Update the material from its first line through the line containing "[[221, 50]]", inclusive, replacing "sky" with "clear sky" and keeping everything else the same. Give back only those lines.

── Records shown

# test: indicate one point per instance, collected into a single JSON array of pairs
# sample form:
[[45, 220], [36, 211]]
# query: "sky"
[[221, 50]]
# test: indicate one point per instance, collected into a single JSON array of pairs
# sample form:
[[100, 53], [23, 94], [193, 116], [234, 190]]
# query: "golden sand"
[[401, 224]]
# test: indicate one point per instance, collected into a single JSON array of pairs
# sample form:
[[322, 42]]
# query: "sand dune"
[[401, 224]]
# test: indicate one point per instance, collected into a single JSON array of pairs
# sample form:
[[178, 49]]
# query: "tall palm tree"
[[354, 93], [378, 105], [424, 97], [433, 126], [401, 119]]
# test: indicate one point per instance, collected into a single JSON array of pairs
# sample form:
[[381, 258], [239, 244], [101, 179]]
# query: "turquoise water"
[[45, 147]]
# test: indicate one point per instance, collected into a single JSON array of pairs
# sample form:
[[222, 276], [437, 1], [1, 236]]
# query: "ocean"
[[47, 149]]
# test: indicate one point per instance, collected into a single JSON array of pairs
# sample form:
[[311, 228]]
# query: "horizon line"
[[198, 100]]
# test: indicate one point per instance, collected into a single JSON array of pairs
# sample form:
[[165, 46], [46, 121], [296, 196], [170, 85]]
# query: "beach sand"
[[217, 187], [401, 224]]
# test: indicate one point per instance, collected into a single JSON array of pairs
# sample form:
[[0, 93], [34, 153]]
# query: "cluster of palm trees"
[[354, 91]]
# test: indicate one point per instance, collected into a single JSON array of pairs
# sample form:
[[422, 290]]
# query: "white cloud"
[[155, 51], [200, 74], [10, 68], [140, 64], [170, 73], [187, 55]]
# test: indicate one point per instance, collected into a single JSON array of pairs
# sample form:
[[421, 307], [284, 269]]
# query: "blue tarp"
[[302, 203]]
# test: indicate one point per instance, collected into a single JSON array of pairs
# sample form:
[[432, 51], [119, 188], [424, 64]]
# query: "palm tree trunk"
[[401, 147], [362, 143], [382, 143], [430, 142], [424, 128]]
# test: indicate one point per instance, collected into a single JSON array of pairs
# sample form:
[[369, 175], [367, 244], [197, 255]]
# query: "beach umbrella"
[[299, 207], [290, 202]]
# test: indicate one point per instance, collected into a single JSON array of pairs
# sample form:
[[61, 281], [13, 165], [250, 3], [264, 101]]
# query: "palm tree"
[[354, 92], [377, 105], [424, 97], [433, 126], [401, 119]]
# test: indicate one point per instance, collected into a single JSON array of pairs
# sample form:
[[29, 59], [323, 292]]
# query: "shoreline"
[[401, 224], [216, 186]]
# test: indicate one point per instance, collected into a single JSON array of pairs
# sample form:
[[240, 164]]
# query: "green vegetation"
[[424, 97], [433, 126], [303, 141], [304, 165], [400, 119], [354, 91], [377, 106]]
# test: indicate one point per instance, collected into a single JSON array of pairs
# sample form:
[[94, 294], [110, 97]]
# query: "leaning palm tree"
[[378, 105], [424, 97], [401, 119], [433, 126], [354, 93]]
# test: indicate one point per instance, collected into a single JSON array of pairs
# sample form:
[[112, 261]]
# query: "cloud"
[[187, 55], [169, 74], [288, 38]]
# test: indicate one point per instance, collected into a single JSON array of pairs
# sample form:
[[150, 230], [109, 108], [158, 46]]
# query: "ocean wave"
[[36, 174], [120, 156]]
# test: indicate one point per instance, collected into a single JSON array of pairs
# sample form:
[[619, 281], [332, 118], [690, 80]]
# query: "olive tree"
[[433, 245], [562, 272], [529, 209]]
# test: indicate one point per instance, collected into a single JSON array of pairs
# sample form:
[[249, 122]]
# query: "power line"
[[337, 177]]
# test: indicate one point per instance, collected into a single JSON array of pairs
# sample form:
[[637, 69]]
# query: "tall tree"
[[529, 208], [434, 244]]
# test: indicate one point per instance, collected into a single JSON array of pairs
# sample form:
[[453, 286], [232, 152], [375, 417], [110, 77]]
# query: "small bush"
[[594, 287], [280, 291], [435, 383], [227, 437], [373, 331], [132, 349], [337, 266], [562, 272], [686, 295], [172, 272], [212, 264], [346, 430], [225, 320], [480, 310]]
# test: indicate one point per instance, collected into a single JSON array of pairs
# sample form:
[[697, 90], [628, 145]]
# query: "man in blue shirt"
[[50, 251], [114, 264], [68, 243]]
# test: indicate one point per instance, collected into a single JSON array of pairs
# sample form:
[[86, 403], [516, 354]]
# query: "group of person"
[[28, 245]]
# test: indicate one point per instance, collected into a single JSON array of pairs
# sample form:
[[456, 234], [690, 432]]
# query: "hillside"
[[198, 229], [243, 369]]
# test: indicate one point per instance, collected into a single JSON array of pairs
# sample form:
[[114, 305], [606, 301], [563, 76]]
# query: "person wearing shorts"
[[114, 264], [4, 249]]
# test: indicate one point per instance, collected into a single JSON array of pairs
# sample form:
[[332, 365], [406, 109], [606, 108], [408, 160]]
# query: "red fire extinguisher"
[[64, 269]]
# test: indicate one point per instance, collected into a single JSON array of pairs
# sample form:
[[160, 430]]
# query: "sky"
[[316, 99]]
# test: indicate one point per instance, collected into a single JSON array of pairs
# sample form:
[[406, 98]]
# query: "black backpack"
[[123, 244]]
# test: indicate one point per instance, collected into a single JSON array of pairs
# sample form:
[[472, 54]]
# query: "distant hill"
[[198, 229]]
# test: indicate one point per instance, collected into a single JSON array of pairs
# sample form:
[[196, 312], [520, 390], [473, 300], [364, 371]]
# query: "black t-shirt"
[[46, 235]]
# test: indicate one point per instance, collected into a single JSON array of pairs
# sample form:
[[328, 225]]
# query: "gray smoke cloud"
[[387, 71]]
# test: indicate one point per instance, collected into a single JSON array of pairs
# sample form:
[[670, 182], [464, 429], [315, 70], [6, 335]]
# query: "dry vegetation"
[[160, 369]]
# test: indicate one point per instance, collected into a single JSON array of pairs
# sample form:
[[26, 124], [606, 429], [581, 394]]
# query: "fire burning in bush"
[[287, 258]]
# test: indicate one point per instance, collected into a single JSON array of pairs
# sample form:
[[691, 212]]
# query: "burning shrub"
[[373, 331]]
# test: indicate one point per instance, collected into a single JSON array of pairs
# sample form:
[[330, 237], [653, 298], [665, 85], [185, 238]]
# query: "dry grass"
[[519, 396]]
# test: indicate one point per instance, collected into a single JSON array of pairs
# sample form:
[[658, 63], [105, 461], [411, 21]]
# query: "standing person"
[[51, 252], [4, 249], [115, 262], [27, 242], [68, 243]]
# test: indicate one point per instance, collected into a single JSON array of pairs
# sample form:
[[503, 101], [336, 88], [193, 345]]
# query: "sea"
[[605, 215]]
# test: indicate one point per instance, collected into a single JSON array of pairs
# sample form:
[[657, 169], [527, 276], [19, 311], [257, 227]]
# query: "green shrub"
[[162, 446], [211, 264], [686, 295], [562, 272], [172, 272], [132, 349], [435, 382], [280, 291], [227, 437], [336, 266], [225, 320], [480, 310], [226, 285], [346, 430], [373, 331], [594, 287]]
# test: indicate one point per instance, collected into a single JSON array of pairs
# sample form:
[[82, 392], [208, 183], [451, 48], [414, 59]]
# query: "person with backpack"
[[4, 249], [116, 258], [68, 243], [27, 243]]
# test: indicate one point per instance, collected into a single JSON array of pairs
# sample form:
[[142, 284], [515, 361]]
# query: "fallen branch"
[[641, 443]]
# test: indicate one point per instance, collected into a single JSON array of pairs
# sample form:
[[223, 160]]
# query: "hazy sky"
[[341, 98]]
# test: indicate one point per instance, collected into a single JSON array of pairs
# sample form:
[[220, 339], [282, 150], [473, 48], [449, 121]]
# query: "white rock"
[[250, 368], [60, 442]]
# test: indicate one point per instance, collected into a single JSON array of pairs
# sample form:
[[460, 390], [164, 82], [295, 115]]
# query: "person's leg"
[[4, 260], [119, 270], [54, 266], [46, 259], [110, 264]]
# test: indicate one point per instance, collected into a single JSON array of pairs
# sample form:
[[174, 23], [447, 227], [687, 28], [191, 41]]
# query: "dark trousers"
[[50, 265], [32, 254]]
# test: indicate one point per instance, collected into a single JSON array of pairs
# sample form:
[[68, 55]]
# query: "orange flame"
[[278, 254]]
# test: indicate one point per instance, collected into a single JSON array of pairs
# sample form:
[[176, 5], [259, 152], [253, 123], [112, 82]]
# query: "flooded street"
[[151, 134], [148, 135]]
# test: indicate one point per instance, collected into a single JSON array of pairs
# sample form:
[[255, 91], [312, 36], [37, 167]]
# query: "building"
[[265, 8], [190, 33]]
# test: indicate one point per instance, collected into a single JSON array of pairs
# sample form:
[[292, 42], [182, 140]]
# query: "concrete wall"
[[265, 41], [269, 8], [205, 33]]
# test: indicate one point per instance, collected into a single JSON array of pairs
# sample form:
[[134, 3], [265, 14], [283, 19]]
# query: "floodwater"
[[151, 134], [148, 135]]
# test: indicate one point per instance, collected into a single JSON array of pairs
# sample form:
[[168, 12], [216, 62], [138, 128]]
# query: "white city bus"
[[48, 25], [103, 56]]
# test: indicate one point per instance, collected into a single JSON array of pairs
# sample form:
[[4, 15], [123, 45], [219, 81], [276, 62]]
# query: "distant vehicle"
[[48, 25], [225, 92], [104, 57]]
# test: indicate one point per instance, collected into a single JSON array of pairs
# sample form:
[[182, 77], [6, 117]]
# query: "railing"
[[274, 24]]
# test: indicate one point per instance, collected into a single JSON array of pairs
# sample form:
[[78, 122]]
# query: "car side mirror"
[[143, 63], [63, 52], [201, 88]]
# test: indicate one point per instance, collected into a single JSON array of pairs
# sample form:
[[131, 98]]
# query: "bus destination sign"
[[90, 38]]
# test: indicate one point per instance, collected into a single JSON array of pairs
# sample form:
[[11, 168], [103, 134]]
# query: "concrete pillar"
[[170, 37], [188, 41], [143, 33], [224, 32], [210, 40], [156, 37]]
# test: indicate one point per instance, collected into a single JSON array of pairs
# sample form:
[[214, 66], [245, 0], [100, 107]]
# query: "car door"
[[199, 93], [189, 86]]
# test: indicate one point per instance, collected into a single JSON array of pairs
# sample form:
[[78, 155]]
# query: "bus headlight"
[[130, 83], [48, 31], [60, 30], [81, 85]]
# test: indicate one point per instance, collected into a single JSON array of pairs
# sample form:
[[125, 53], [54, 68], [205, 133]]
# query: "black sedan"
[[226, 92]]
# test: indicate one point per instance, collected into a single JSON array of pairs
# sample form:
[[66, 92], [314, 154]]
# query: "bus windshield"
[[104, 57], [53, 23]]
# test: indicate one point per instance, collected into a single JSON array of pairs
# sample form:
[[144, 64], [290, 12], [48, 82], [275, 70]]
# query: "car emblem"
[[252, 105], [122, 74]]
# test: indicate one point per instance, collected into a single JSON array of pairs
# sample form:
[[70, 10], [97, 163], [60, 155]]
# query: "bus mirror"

────

Result:
# test: indicate one point per instance, collected into a single JSON array of pairs
# sample form:
[[45, 220], [36, 211]]
# query: "clear sky"
[[221, 50]]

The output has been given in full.